═══ PAGE EXTRACT

Lorenz Lindner, the Leipzig based DJ and producer better known as Mix Mup has consolidated a strong identity of records over his 20 years of releasing music, building a stellar reputation of crafting creative abstracted groovers and house music with minimal embellishments. We caught up Lindner to discuss taking his Molto alias on the road, his passion for building musical based sculptures and his 3rd solo EP for Will Bankhead’s The Trilogy Tapes. Reflecting his current November mood, this hour-long Truancy Volume demonstrates the off-kilter and rhythmically devious nature of a Mix Mup record to a tee. A familiar and gratifying territory for those who have regularly followed his solo work and collaborations alongside frequent co-conspirator Kassem Mosse, the mix opens with a track from Mix Mup’s forthcoming Trilogy Tapes EP, before ruggedly detailing into tracks from Benjamin Brunn, unreleased Even Tuell, past Truancy Volume mixers Space Afrika and local Leipzig talent CFM.
Hey Lorenz, thanks for taking out time to do the mix and answer some questions. Everyone at Truants had such good things to say about the mix, so very excited about getting this one out there! Just wanted to start with a non musical question first and to talk a bit about your visual art output? You’ve mentioned in past interviews about enjoying making sculptures, making little hand signed limited edition posters and the certain art covers you’ve done for a few of your releases. Is this an output you still very much cherish and continue to work on in your time? “Oh yes, absolutely. I constantly do have ideas, not only for music. I always was a full range and full time artist, but for a while I concentrated more on the music and separated both art forms. With my relatively new project Molto I combine many different forms of art. There is music, sculptures, performance, and limited edition posters with paintings of instruments and sculptures, like the one I did for Meakusma festival this year.”
You’ve teased snippets on Facebook of a possible new record on the Trilogy Tapes, anything you can tell us about that? How has your working relationship with Bankhead grown, having been affiliated with the label since that MM/KM album in 2012? “There will be a new EP on TTT within the next weeks, shortly before Christmas. Our relationship has become more like a friendship. It’s my 3rd solo EP to be released on Will’s label. As far as working with Will goes, I work on the music and then he handles all the work with the label. I sometimes help him packing records in the sleeves but that’s basically it. I’d like to hang out with him more often but we are terribly busy people.” The B2B sets must be fun. How do those usually work between you two and some other friends? Yes. Total intuition. It wouldn’t work any other way. I did a few B2B sets within the last years, with Will only once at Corsica Studios in London. It was intense.”

══════
═══ DATASET

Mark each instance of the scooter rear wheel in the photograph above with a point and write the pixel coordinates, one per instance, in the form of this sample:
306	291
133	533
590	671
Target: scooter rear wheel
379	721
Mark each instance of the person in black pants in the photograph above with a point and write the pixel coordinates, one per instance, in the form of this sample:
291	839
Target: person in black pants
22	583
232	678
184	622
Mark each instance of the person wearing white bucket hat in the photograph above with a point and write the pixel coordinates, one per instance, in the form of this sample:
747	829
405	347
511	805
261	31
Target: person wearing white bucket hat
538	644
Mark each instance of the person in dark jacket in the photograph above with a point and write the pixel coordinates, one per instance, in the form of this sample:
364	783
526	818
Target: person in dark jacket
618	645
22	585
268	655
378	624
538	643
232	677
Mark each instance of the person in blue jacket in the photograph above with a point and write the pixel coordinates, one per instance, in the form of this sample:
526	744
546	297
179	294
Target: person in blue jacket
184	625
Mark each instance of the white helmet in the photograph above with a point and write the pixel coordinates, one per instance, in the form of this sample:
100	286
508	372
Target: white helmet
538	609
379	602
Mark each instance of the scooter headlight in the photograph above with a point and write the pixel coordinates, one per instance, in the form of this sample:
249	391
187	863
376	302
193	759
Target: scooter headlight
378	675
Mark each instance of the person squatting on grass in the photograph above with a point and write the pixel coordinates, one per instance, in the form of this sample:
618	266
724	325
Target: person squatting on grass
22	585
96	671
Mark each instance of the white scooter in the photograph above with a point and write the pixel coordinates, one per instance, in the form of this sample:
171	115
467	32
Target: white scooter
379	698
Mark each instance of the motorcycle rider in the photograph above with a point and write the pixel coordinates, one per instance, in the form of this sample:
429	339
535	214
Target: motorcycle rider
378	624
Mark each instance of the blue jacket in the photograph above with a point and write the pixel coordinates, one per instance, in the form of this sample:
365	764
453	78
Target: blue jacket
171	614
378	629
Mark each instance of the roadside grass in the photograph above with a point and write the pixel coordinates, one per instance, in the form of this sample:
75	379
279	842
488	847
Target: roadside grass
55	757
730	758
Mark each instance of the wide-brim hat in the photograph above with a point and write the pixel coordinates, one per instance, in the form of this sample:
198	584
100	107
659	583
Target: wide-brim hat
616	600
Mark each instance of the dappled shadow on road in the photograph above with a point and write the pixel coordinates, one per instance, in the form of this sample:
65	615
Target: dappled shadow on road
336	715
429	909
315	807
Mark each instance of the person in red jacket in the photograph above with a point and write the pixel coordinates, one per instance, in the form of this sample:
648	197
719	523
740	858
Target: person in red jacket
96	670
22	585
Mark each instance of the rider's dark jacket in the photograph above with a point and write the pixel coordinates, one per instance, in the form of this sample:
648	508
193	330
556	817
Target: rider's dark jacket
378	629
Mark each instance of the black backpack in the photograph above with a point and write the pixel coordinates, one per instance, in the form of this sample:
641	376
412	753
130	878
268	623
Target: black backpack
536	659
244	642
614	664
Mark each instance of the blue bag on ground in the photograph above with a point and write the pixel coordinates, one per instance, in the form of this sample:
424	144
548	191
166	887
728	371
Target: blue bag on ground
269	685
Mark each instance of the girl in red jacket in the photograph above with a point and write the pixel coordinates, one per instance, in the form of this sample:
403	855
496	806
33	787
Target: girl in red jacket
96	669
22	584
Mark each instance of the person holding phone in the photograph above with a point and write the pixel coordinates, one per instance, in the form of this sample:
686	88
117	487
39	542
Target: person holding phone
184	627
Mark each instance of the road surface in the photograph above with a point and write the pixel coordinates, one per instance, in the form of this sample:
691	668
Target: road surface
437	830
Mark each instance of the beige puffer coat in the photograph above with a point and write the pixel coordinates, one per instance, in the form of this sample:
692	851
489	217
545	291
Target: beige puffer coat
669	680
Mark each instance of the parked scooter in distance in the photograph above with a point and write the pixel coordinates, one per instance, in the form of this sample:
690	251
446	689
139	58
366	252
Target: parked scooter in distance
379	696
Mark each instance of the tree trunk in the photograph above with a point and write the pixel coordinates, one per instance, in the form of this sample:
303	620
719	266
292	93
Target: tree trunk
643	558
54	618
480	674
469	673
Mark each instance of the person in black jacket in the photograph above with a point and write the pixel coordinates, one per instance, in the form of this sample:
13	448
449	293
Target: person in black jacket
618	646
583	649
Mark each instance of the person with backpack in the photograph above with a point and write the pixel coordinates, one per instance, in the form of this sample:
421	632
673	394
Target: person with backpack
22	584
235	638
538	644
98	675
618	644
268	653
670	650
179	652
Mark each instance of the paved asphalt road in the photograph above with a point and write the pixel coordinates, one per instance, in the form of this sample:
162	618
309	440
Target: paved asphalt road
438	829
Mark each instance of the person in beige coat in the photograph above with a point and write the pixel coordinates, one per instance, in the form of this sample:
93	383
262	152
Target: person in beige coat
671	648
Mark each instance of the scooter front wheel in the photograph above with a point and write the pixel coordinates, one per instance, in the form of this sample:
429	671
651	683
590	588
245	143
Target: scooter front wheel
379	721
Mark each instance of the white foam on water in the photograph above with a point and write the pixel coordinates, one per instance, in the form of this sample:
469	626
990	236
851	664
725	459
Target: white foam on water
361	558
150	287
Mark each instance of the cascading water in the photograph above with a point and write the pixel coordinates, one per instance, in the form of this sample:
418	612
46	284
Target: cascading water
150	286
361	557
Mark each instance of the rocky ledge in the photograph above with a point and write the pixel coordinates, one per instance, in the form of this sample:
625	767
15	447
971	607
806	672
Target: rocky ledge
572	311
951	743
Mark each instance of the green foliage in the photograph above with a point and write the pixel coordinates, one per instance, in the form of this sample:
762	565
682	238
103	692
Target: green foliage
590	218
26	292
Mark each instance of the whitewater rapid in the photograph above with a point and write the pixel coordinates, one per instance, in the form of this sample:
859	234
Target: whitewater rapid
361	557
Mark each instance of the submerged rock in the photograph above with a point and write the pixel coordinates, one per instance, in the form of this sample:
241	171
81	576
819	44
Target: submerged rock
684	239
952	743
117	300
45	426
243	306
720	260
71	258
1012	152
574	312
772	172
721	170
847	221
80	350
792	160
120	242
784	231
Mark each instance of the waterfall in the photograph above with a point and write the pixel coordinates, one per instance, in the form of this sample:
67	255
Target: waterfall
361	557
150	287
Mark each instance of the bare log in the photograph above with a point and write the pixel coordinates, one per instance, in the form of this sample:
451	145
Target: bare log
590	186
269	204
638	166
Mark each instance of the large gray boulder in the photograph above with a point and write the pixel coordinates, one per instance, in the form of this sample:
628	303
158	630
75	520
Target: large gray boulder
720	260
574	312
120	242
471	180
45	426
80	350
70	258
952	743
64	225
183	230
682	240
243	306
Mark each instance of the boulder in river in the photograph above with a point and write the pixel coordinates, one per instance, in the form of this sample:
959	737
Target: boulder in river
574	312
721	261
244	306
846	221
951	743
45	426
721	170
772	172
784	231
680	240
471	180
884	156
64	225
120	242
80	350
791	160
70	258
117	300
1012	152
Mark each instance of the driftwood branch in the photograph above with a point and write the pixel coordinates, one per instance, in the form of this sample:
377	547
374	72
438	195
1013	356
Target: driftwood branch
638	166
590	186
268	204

══════

*CHALLENGE A*. Please translate this sentence from the Mix Mup interview into Spanish: "Our relationship has become more like a friendship."
*CHALLENGE B*. Carry on the Mix Mup interview from its final sentence.

*TASK OUTPUT A*. Nuestra relación se ha convertido más bien en una amistad.

*TASK OUTPUT B*.
A large portion of your remix output over the years has been alongside Kassem Mosse. How does that usually work between you two? “We meet in my studio, drink Moroccan mint tea and listen to the original track and start to collect ideas, samples, fool around on keyboards and make sketches. Then we meet again, drink tea again and do some final editing. But you can’t force creativity. Same goes for my solo remixes.”
How did the most recent solo remix for Osynlig Fetma come about? I love that ‘Mix Mup’s Slap Mix’ that you’ve done. “It was the amazing Pjotr from Red Curls who asked me to do the remix, remarking that he thought I must be the right one for this. I wanted to make it a driving and hypnotic track with a break and strings in it and had some old Wild Pitch tracks in mind when I mixed it. Some of these have remarkable breaks. The drums tumble out and then you have the strings and the beat slowly fades in again. I don’t like the big drops in techno. I always check out the break before I buy a record – if the drop is to predictable or to stumpy it can ruin the whole track for me. So the break in this remix is an example for a break I like.’
For those possibly not aware of your other alias what can you tell us about the development of your work as Molto? Your website describes the sound as subtle compositions from percussive instruments originally made just for radio. “Molto started as background music for a show about Italian futurism for a big German radio station. Other jobs for the radio followed and I had all this great short pieces left. At this time I started to get interested in library music and I liked the idea of making an album that is referring to the character of on demand film music.
The last two years I developed a Molto setup to play live with. The performance lasts approximately one hour and is 90% improvised. If I’m forced to speak in genres Molto might be floating between free jazz, film music and a glimpse of nineties IDM and ambient. It’s a lot about the beauty of silence and dynamics of sounds. I already had experiences in performing for a quiet, sitting audience but I must say since I perform Molto live, it’s a whole new level.”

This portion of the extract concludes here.